**EXERCISE DETAILS:** Output the lines below as a numbered list, omitting blank lines and leaving the pictures out.

**RECORDS TO PROCESS:**
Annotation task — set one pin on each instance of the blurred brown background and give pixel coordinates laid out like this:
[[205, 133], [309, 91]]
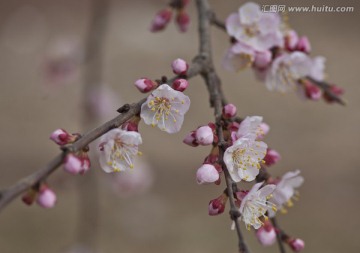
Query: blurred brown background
[[320, 139]]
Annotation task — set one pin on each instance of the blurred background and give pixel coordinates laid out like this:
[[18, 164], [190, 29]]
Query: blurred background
[[168, 213]]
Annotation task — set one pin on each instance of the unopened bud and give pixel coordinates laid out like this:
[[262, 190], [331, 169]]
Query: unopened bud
[[180, 84], [161, 19], [217, 206], [73, 164], [291, 40], [304, 45], [179, 66], [296, 245], [60, 137], [46, 197], [204, 135], [183, 21], [266, 234], [190, 139], [229, 111], [262, 59], [271, 157], [207, 174], [145, 85]]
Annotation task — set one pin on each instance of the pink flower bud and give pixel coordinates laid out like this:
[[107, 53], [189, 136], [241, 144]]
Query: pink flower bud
[[161, 19], [60, 137], [262, 59], [183, 21], [229, 111], [180, 84], [29, 197], [73, 164], [190, 139], [296, 245], [337, 91], [207, 174], [312, 92], [46, 198], [291, 40], [264, 130], [217, 206], [204, 135], [179, 66], [304, 45], [145, 85], [266, 234], [271, 157]]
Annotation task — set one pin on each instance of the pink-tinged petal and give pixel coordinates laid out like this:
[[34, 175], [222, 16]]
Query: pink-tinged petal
[[250, 13]]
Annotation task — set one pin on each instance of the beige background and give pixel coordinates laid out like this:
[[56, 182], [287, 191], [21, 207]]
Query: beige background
[[320, 139]]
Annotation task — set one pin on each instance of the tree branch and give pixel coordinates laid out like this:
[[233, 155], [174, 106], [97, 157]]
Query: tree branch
[[217, 101]]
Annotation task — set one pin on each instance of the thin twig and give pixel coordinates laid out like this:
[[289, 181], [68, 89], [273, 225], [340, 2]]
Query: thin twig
[[217, 101]]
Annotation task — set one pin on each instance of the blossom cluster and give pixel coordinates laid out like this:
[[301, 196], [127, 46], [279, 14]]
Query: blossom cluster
[[278, 56]]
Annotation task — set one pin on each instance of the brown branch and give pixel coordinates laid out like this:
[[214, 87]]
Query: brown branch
[[217, 101]]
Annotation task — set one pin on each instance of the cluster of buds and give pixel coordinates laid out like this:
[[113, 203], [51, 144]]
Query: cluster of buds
[[74, 163], [279, 58], [163, 17], [42, 194]]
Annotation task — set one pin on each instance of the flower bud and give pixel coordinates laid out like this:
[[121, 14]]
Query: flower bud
[[263, 130], [145, 85], [229, 111], [217, 206], [291, 40], [179, 66], [204, 135], [271, 157], [190, 139], [161, 19], [266, 234], [296, 245], [183, 21], [207, 174], [337, 91], [46, 197], [262, 59], [29, 197], [312, 92], [60, 137], [180, 84], [304, 45], [73, 164]]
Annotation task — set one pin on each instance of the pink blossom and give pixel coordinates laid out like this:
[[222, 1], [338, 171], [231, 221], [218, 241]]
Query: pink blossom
[[304, 45], [179, 66], [165, 107], [118, 149], [297, 245], [180, 84], [229, 111], [46, 197], [272, 157], [145, 85], [207, 174], [183, 21], [204, 135], [217, 206], [161, 20], [266, 234]]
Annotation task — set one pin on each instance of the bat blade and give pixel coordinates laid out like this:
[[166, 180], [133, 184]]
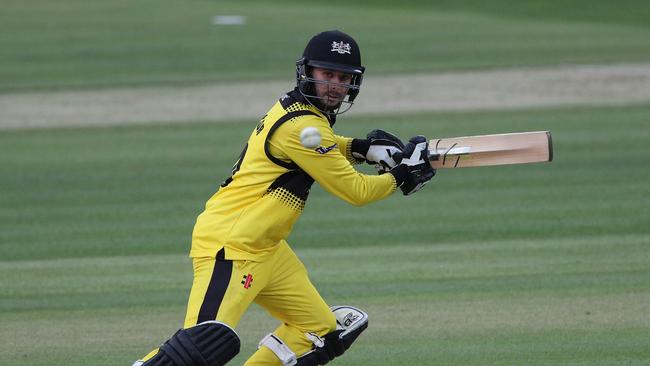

**EXERCISE SOLUTION:**
1. Annotation task — set one pin on each instance of the blurred brown background and give pixel coordinates laid out like this:
2. [[205, 133], [309, 91]]
3. Query: blurred brown background
4. [[320, 139]]
5. Annotation task — set one pin on each instance of the blurred background and give pixel coordinates laid out like this:
6. [[18, 164], [190, 29]]
7. Query: blurred background
8. [[168, 213]]
9. Annotation task — set one pin on each instance of the unopened bud and give pixel coordinates laid out like this:
10. [[262, 190], [331, 169]]
11. Query: unopened bud
12. [[180, 84], [161, 19], [217, 206], [73, 164], [291, 40], [304, 45], [179, 66], [296, 245], [60, 137], [46, 197], [204, 135], [183, 21], [266, 234], [190, 139], [229, 111], [262, 59], [271, 157], [207, 174], [145, 85]]
13. Annotation task — set one pin on each instance of the pink flower bud and give pixel coordinates laid out like this:
14. [[107, 53], [189, 136], [241, 144]]
15. Query: pink flower bud
16. [[161, 19], [60, 137], [262, 59], [183, 21], [229, 111], [180, 84], [29, 197], [73, 164], [190, 139], [296, 245], [337, 91], [207, 174], [312, 92], [46, 198], [291, 40], [264, 130], [217, 206], [204, 135], [179, 66], [304, 45], [145, 85], [266, 234], [271, 157]]
17. Annotation task — set one pin on each instance of the pink-tinged petal and give pixel coordinates laid out like this:
18. [[34, 175], [222, 16]]
19. Query: pink-tinged petal
20. [[250, 13]]
21. Annotation task — set one pin on each instance of the beige background and give pixel coordinates laid out like this:
22. [[56, 182], [287, 191], [21, 207]]
23. Query: beige background
24. [[320, 139]]
25. Annotation task — set one pin on each instance of the tree branch and give pixel coordinates laid out like this:
26. [[233, 155], [174, 106], [97, 157]]
27. Query: tree branch
28. [[217, 101]]
29. Annotation task — set one pin on each instance of the thin twig and give pixel coordinates laid out like this:
30. [[289, 181], [68, 89], [273, 225], [340, 2]]
31. Query: thin twig
32. [[217, 101]]
33. Annotation task — set one pin on each instance of the blossom cluster and give pixel coordinates laid out like this:
34. [[301, 196], [127, 46], [279, 14]]
35. Query: blossom cluster
36. [[278, 56]]
37. Annotation task — set one pin on each instance of the brown branch and give pixel coordinates laid out like this:
38. [[214, 87]]
39. Query: brown branch
40. [[217, 101]]
41. Annotation task — set one pin on each instance of the cluster of buds and give pixel coordinates laid out like this:
42. [[113, 203], [51, 144]]
43. Query: cluster of buds
44. [[74, 163], [279, 58], [163, 17], [42, 194]]
45. Annotation task — set one pin on each instance of the flower bud and give pixel coordinates laid out like this:
46. [[121, 14]]
47. Query: flower bud
48. [[263, 130], [145, 85], [229, 111], [217, 206], [291, 40], [179, 66], [204, 135], [271, 157], [190, 139], [161, 19], [266, 234], [296, 245], [183, 21], [207, 174], [337, 91], [46, 197], [262, 59], [29, 197], [312, 92], [60, 137], [180, 84], [304, 45], [73, 164]]
49. Annotation task — set one pin on each instance of the pink blossom and give pixel coordinates laid out like this:
50. [[222, 1], [338, 171], [231, 221], [218, 241]]
51. Query: pink blossom
52. [[304, 45], [179, 66], [165, 107], [118, 149], [297, 245], [180, 84], [229, 111], [46, 197], [272, 157], [145, 85], [207, 174], [183, 21], [204, 135], [217, 206], [161, 20], [266, 234]]
53. Annotation task — set one pin on each instance of the bat blade and give pixel coordinates laid out like this:
54. [[166, 180], [133, 184]]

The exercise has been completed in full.